Data entries:
◇ ◇ ◇ ◇ ◇

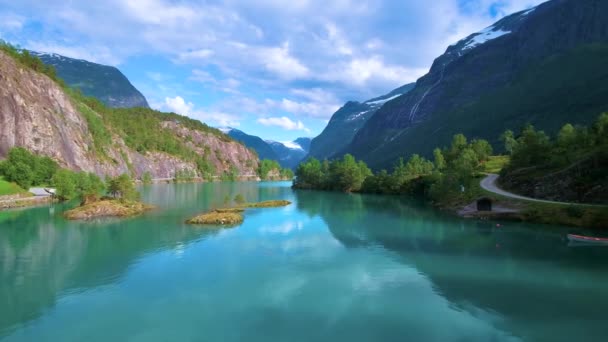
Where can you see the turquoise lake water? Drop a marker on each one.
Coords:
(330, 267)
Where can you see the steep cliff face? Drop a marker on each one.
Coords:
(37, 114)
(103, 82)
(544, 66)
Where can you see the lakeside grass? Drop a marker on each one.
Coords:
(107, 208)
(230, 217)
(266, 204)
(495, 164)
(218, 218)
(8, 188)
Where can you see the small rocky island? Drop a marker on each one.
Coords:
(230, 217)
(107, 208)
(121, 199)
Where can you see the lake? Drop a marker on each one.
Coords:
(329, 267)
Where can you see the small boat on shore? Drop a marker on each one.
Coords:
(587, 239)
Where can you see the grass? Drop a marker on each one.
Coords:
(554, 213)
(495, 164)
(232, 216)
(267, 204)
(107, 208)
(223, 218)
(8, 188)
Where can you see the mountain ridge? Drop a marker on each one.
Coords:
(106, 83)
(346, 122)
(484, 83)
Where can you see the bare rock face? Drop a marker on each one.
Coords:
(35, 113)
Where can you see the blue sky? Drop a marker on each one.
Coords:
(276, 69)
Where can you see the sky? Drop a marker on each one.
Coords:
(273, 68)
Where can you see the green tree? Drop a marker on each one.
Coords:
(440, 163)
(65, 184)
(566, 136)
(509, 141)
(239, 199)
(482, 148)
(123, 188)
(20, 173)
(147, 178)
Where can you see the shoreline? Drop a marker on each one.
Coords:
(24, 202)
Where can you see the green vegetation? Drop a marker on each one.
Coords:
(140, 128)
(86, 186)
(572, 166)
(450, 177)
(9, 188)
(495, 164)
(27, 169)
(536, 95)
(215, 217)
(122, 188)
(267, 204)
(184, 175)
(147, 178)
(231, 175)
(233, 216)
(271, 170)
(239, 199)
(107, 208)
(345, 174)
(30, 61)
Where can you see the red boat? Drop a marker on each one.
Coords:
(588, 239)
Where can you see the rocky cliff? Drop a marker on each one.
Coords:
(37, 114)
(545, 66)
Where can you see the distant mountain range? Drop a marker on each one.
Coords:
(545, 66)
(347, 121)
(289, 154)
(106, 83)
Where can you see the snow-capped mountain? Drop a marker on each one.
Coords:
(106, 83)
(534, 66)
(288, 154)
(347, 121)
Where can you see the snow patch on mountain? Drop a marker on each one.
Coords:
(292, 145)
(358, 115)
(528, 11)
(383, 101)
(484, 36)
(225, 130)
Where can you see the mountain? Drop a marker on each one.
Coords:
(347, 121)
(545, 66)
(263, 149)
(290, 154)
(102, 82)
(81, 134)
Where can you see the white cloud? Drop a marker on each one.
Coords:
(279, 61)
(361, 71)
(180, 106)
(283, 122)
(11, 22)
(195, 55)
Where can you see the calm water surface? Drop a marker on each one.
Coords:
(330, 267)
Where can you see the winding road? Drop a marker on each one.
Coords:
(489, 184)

◇ ◇ ◇ ◇ ◇

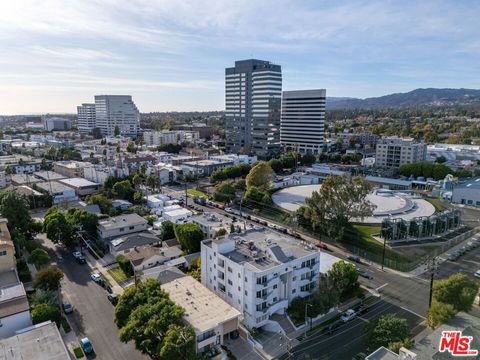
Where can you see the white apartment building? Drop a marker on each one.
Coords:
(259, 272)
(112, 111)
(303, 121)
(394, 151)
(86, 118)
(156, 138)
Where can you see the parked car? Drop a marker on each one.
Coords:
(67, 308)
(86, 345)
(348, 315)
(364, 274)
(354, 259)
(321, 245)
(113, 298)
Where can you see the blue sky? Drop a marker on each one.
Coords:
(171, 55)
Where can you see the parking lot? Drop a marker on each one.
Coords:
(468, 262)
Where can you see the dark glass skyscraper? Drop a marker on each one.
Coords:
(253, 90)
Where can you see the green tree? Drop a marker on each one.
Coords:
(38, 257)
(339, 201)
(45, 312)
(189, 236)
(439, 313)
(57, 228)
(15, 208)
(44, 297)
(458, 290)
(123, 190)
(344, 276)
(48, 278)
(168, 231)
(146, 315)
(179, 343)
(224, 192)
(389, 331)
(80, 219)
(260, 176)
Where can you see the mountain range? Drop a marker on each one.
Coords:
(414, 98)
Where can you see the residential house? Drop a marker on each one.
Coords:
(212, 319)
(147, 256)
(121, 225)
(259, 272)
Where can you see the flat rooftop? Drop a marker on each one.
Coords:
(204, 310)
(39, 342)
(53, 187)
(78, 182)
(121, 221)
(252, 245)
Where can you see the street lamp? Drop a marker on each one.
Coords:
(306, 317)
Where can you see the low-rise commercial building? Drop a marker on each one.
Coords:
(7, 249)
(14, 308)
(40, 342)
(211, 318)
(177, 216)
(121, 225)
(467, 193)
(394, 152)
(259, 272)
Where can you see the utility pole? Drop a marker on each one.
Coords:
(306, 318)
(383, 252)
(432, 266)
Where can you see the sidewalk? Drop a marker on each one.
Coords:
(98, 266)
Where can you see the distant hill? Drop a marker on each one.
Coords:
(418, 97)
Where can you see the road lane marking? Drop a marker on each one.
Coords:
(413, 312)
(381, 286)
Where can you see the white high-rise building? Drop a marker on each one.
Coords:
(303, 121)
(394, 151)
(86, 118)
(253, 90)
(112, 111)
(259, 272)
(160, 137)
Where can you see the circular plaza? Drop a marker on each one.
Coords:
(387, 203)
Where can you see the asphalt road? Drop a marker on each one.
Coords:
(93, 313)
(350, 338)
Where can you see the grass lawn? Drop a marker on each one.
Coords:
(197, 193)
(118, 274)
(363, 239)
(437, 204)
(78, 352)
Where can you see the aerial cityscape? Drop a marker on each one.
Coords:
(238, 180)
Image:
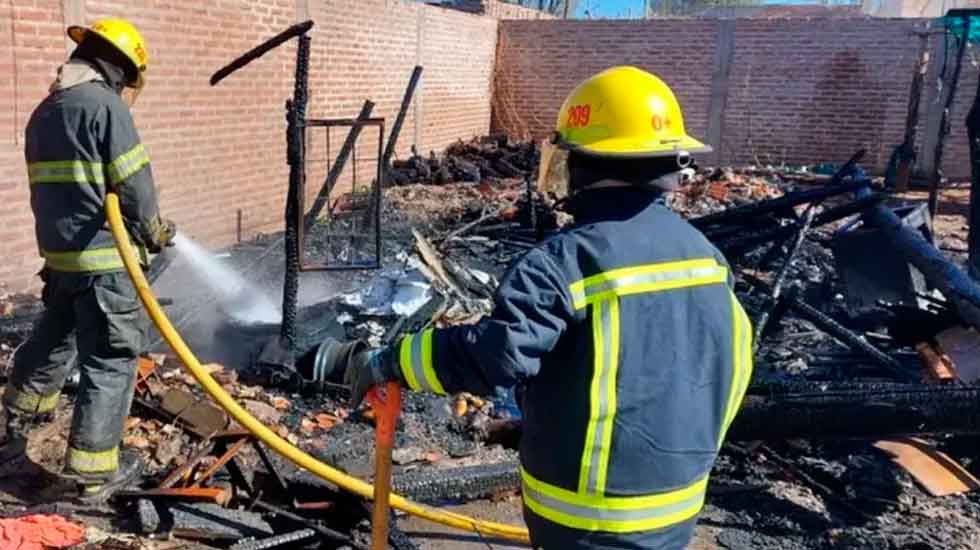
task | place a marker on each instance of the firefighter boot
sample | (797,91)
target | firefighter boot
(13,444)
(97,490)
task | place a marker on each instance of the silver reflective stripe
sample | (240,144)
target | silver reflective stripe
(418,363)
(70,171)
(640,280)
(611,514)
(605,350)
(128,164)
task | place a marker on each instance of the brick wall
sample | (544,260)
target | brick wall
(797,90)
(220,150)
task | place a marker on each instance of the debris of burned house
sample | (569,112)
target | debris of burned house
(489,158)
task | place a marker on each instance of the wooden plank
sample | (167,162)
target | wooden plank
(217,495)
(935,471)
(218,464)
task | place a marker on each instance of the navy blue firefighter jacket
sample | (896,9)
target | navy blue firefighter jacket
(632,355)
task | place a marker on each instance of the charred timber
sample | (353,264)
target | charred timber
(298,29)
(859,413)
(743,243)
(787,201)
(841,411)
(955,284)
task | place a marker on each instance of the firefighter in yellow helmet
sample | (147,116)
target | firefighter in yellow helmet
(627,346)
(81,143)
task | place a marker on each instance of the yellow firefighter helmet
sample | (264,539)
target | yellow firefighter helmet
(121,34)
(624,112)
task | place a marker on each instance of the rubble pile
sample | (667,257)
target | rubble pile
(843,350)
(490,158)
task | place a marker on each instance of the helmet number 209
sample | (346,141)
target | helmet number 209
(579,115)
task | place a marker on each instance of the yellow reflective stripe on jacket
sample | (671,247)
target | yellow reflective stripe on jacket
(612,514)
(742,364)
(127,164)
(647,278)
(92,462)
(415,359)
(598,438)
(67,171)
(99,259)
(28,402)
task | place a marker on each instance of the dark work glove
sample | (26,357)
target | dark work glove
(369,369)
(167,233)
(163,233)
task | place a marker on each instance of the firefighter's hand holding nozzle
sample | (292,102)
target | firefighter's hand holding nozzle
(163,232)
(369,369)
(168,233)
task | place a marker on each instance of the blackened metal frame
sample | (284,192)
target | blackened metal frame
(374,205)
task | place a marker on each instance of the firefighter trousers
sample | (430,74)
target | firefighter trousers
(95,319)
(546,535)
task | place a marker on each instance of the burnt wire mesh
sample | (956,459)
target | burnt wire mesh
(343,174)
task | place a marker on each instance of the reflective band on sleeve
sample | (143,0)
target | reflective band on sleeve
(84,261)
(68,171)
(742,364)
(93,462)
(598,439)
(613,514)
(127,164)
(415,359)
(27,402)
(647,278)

◇ ◇ ◇ ◇ ◇

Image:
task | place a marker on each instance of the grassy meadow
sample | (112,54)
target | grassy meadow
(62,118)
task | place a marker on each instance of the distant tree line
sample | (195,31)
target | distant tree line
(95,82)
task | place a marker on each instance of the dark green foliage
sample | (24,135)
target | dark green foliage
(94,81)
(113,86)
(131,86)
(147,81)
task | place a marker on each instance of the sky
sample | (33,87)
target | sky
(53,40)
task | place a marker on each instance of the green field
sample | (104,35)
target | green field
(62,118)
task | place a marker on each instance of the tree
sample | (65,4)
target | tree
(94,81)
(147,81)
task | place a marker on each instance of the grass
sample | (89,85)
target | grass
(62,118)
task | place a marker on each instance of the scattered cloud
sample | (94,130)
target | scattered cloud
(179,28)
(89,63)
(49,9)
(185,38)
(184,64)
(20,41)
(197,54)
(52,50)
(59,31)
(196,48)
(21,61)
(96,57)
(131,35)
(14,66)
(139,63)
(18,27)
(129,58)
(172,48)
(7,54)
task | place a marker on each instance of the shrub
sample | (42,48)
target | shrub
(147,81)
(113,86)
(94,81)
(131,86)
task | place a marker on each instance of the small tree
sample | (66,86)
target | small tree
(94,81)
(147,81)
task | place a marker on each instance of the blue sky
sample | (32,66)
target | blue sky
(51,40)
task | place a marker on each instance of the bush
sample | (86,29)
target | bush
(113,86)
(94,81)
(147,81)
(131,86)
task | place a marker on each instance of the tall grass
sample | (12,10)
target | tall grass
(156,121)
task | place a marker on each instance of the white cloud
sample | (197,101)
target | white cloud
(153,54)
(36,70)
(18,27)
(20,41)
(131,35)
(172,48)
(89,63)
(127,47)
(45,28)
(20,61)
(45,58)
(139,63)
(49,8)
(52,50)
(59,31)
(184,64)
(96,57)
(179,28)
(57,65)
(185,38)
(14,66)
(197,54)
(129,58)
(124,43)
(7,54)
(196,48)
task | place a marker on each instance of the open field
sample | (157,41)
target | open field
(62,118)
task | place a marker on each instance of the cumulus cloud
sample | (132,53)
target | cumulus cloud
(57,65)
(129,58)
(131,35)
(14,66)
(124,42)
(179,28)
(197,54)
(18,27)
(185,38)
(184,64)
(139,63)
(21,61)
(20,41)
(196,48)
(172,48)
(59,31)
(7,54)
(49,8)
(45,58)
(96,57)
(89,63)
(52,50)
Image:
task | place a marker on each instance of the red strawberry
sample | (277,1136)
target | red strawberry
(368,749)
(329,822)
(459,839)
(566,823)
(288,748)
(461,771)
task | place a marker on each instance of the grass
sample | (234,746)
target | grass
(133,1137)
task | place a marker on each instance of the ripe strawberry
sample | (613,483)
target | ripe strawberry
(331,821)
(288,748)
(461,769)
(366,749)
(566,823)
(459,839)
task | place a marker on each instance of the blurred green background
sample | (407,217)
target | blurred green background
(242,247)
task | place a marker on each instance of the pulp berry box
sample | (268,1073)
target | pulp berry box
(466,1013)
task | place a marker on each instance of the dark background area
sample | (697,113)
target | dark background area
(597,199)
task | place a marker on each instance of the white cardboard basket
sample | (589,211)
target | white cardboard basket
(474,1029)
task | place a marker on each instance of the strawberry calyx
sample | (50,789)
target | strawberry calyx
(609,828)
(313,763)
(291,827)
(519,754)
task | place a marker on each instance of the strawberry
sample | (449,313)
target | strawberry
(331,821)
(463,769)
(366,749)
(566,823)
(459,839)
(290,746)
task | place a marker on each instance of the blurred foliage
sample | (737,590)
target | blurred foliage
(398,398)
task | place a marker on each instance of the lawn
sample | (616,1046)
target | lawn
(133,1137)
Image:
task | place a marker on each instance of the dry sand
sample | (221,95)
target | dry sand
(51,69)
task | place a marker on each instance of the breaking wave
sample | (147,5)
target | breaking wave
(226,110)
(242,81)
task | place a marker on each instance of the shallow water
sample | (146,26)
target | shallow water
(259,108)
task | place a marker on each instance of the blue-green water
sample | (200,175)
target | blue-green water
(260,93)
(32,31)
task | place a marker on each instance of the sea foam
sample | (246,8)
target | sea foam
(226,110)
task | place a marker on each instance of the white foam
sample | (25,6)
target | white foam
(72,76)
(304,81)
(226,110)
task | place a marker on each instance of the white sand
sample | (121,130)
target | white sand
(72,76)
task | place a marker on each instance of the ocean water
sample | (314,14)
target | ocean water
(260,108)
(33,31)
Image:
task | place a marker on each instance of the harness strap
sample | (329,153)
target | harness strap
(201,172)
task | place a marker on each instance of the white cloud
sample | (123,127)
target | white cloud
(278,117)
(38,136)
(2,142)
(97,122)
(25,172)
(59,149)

◇ ◇ ◇ ◇ ◇

> _DIRECTIONS FOR THIS TASK_
Check each line above for the string "building" and return those that contain it.

> _TASK OUTPUT_
Where can you see the white apartment building? Drop a marker on each one.
Where can you see the low-rise commercial building? Drop a marker on each one.
Where can you see the white high-rise building? Drop a marker on each one.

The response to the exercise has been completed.